_WRITTEN TASK A_
Repeat the lines of the records exactly, starting at the line that contains "Annotation guideline v3.1 — Label: thick" and ending at the end of the records.

Trillin doesn’t get up in the morning thinking, “Today, I’m going to write the great American story about parking.”

Calvin Trillin: Well the mortgage.

I mean I think . . . No. You mean do I get up in the morning and think, “Wow. I see the end of that rainbow, and there’s something telling me, ‘Write the great American story about parking’”? No. No I don’t have that.

 

Calvin Trillin: Well I have a way of writing. I think everybody has a way of . . . I mean particularly people who work either completely as freelance writers, or in a place like The New Yorker where you’re essentially in the same situation, in that you get paid by the piece, rather than on salary. And nobody’s asking you for the piece, usually. So you have to figure out on your own how to do it and how to get it done.

Or writing books is the same way. You have to figure out how to get it done. Most people invent some structure that allows them to do that, because God didn’t intend people to make livings as writers. I mean that was not in the grand plan. So you have to invent some sort of procedure that will allow you to do it, and it can be really dumb.

_MATERIAL PROVIDED_

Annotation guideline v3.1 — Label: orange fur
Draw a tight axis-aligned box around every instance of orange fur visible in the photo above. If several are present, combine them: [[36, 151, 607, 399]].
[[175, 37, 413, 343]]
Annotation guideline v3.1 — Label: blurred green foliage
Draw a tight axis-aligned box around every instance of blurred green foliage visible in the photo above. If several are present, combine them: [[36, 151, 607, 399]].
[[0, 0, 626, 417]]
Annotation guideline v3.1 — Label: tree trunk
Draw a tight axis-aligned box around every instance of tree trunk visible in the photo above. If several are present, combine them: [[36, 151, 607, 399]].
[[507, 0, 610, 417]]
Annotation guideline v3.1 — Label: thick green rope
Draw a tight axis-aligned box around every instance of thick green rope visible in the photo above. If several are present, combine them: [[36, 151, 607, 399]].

_WRITTEN TASK B_
Answer these questions about the Calvin Trillin interview.
(i) According to Trillin, how do writers at The New Yorker get paid?
(ii) What kind of story about parking does the interview mention?
(iii) What does Trillin say God did not intend?

_RESULT A_
Annotation guideline v3.1 — Label: thick green rope
Draw a tight axis-aligned box around every instance of thick green rope visible in the photo above. If several are present, combine them: [[36, 151, 607, 399]].

_RESULT B_
(i) By the piece, rather than on salary.
(ii) The great American story about parking.
(iii) For people to make livings as writers.